[Point localization data]

# # # #

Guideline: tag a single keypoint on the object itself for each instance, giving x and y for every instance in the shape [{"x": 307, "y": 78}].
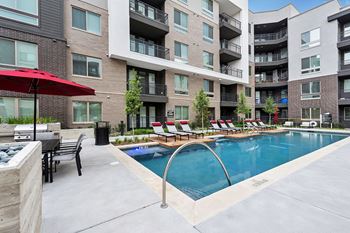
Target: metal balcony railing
[
  {"x": 148, "y": 11},
  {"x": 271, "y": 36},
  {"x": 147, "y": 48},
  {"x": 231, "y": 71},
  {"x": 225, "y": 18},
  {"x": 225, "y": 44}
]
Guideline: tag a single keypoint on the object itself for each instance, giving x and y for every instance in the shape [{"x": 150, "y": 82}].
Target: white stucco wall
[{"x": 312, "y": 19}]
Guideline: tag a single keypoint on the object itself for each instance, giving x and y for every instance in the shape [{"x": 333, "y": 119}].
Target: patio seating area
[{"x": 110, "y": 198}]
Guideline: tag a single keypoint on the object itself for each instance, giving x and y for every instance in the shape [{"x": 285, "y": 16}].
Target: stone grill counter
[{"x": 21, "y": 189}]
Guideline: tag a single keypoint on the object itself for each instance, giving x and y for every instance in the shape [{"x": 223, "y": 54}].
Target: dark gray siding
[{"x": 50, "y": 20}]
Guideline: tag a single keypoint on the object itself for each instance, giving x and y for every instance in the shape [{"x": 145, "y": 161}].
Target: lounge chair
[
  {"x": 232, "y": 126},
  {"x": 224, "y": 126},
  {"x": 215, "y": 126},
  {"x": 158, "y": 130},
  {"x": 172, "y": 129},
  {"x": 186, "y": 128}
]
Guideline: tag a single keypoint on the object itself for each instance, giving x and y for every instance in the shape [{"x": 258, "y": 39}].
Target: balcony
[
  {"x": 147, "y": 21},
  {"x": 156, "y": 93},
  {"x": 229, "y": 27},
  {"x": 147, "y": 48},
  {"x": 269, "y": 41},
  {"x": 228, "y": 100},
  {"x": 229, "y": 70},
  {"x": 229, "y": 51},
  {"x": 281, "y": 102},
  {"x": 271, "y": 61},
  {"x": 266, "y": 81}
]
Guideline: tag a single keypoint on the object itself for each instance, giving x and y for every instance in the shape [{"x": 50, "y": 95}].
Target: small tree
[
  {"x": 133, "y": 98},
  {"x": 242, "y": 107},
  {"x": 269, "y": 107},
  {"x": 201, "y": 106}
]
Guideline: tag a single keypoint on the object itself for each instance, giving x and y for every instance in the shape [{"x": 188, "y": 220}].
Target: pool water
[{"x": 196, "y": 172}]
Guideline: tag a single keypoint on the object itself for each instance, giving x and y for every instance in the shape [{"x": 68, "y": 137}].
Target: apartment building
[{"x": 31, "y": 36}]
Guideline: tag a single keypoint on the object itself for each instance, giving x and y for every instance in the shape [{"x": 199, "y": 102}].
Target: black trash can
[{"x": 102, "y": 133}]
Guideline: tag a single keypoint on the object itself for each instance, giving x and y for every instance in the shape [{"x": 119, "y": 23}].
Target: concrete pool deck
[{"x": 110, "y": 198}]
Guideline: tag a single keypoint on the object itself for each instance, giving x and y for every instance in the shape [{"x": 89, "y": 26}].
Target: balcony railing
[
  {"x": 228, "y": 97},
  {"x": 147, "y": 48},
  {"x": 225, "y": 44},
  {"x": 271, "y": 36},
  {"x": 148, "y": 11},
  {"x": 224, "y": 18},
  {"x": 231, "y": 71},
  {"x": 282, "y": 77}
]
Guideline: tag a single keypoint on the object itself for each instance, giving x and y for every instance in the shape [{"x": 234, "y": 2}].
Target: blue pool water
[{"x": 196, "y": 172}]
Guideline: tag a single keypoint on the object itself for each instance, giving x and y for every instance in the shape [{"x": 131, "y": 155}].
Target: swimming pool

# # # #

# ABOUT THIS TASK
Transcribe the complete set of entries verbatim. No pictures belong in the copy.

# RESULT BELOW
Guideline: tag a single keypoint on the object itself for each instance, giving x and y for every instance in the shape [{"x": 307, "y": 78}].
Target: metal balcony railing
[
  {"x": 148, "y": 11},
  {"x": 271, "y": 36},
  {"x": 147, "y": 48},
  {"x": 231, "y": 71},
  {"x": 225, "y": 18},
  {"x": 225, "y": 44}
]
Guideline: tag a single keypoint on the object itself for each instance, giving x and y for every instance in the shape [{"x": 150, "y": 82}].
Target: white stucco wall
[{"x": 312, "y": 19}]
Guideline: tag a single keypoint on the object itself for each instance, giving x and y for every instance in the shape [{"x": 333, "y": 119}].
Target: patio seating area
[{"x": 110, "y": 198}]
Guideline: tag a single keypoint on the object itself for each instance, giving x and y for every instance in the shape [{"x": 285, "y": 16}].
Target: stone grill counter
[{"x": 21, "y": 189}]
Guideline: tag a single keypoint on the object itself for each instance, giving x and y for every instance in the shape [{"x": 223, "y": 54}].
Target: dark gray siding
[{"x": 50, "y": 20}]
Guideline: tag a single keypoint on the object itself for each instance, giving x and y for every instance in the shape [{"x": 145, "y": 161}].
Target: lounge chair
[
  {"x": 232, "y": 126},
  {"x": 224, "y": 126},
  {"x": 215, "y": 126},
  {"x": 158, "y": 130},
  {"x": 172, "y": 129},
  {"x": 186, "y": 128}
]
Guideline: tag a single keypoint on the object itself for each instance, giving x and y for every instance in the shape [{"x": 258, "y": 39}].
Target: balcony
[
  {"x": 147, "y": 21},
  {"x": 156, "y": 93},
  {"x": 229, "y": 27},
  {"x": 147, "y": 48},
  {"x": 269, "y": 41},
  {"x": 228, "y": 100},
  {"x": 229, "y": 70},
  {"x": 229, "y": 51},
  {"x": 281, "y": 102},
  {"x": 271, "y": 61},
  {"x": 266, "y": 81}
]
Guideline: tag a single keypoint on the object itself for each instance, giving x and y for every instance in the shape [{"x": 50, "y": 95}].
Target: small tree
[
  {"x": 133, "y": 98},
  {"x": 242, "y": 107},
  {"x": 269, "y": 107},
  {"x": 201, "y": 106}
]
Guideline: tag a single keypoint on the object itself for each instance, giving x and y for every instance in the shape [{"x": 188, "y": 220}].
Target: pool water
[{"x": 196, "y": 172}]
Guideline: tag a single keypoint on the object itself for each instance, giving x and y for every instance in the shape [{"x": 68, "y": 137}].
Target: apartment building
[{"x": 31, "y": 36}]
Guideline: tag a single keypoint on the object itself for each instance, giving x and y for every instance in the shape [{"x": 199, "y": 102}].
Target: black trash can
[{"x": 102, "y": 133}]
Guideline: tag a single keypoint on the object itself for each instance, giving x and y for every instance in the shape [{"x": 119, "y": 23}].
Target: concrete pool deck
[{"x": 110, "y": 198}]
Guideline: tag a single keypoint on the object itself for each instance, giving x and y for every instance in the shape [{"x": 89, "y": 26}].
Target: balcony railing
[
  {"x": 228, "y": 97},
  {"x": 147, "y": 48},
  {"x": 225, "y": 44},
  {"x": 271, "y": 36},
  {"x": 148, "y": 11},
  {"x": 224, "y": 18},
  {"x": 231, "y": 71},
  {"x": 282, "y": 77}
]
Guideline: tag a single keypoint on the object itself for each instance, giving x and y for every instance in the shape [{"x": 234, "y": 2}].
Target: blue pool water
[{"x": 196, "y": 172}]
Guideline: tag a single keypoint on the object itself for each instance, giving x and y for every instance in the shape [{"x": 131, "y": 155}].
Target: swimming pool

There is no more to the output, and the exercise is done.